**Source excerpt:**
"...the main purpose of criticism...is not to make its readers agree, nice as that is, but to make them, by whatever orthodox or unorthodox method, think." - John Simon

"The great enemy of clear language is insincerity." - George Orwell

Friday, November 27, 2015


After the phenomenal success of Annie Hall (1977), Woody Allen confounded the expectations of his critics and fans with Interiors (1978), which saw him doing his best Ingmar Bergman impression. It was his first dramatic film and while critical reaction was mostly positive, it hardly set the box office on fire. With Manhattan (1979), Allen returned to familiar material – the witty romantic comedy – with what many consider his masterpiece but a film that he famously felt was so bad that he offered to make another one for the studio for free if they agreed to not release it. Thankfully, they didn’t listen to him and the end result is one of the greatest cinematic love letters to New York City ever committed to film while also taking an entertaining and insightful look at the love lives of a handful of its inhabitants.

**What you need to do:**
• a. Answer from the Woody Allen excerpt:
(i) To whom is the line "The great enemy of clear language is insincerity" attributed?
(ii) In what year was Interiors released?
(iii) What did Allen offer the studio if it agreed not to release Manhattan?
• b. Name every film title in the Woody Allen excerpt, each with the year given for it.
Rely only on the Woody Allen excerpt for these.

**Material:**
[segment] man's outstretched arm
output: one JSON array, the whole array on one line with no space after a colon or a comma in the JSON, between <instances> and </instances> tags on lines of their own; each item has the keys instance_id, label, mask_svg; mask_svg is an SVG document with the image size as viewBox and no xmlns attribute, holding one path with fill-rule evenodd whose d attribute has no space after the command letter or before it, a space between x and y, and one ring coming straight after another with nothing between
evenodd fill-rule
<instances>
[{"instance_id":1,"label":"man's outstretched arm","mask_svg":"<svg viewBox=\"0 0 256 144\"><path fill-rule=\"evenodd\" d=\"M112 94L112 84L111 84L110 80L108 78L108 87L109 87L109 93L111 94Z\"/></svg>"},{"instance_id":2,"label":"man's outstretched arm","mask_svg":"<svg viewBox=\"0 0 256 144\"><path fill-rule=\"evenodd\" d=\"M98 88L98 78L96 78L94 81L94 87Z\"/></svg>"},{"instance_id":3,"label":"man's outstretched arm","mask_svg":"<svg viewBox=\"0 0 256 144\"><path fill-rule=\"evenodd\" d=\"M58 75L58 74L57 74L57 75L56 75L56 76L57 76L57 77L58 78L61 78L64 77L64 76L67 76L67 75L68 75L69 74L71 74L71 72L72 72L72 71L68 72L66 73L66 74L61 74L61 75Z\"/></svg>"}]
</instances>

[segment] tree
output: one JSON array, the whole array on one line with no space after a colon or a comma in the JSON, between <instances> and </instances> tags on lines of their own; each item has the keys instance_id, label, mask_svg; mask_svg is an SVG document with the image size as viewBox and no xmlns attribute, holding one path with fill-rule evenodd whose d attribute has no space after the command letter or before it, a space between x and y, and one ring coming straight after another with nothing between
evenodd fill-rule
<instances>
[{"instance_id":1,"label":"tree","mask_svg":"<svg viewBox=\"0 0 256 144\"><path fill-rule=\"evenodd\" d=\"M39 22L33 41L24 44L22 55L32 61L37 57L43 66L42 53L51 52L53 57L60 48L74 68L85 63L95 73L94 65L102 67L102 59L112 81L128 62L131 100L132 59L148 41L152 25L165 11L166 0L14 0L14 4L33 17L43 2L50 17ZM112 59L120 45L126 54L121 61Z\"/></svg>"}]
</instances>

--

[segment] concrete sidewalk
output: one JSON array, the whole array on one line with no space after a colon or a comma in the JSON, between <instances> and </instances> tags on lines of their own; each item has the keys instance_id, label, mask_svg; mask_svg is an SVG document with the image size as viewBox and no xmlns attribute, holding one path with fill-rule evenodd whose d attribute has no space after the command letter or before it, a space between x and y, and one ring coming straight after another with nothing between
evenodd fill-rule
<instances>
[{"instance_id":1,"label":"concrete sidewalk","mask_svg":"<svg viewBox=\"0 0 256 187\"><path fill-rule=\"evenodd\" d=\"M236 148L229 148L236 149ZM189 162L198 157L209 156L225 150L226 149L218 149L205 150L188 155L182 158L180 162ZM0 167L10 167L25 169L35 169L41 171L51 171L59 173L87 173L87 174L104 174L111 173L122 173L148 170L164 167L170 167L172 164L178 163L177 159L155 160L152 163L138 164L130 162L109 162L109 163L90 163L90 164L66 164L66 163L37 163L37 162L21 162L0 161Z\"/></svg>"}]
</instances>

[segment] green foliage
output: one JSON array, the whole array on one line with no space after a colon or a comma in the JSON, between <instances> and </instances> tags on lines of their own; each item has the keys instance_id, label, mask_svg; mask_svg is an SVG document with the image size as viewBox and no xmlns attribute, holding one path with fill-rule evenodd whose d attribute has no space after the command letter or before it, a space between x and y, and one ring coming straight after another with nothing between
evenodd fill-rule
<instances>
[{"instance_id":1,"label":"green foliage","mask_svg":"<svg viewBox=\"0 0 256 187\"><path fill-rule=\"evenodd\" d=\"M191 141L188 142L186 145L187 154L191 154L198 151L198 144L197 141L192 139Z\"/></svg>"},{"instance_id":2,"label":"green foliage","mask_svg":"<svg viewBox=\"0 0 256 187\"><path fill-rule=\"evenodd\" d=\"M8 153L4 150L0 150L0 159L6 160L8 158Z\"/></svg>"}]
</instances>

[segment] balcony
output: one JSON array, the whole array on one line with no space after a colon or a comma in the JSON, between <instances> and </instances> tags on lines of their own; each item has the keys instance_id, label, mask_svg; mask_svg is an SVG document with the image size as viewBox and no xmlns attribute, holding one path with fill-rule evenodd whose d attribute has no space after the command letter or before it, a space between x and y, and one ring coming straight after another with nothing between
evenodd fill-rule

**Answers to the problems:**
• a.
(i) George Orwell
(ii) 1978
(iii) To make another film for the studio for free

• b.
Annie Hall (1977)
Interiors (1978)
Manhattan (1979)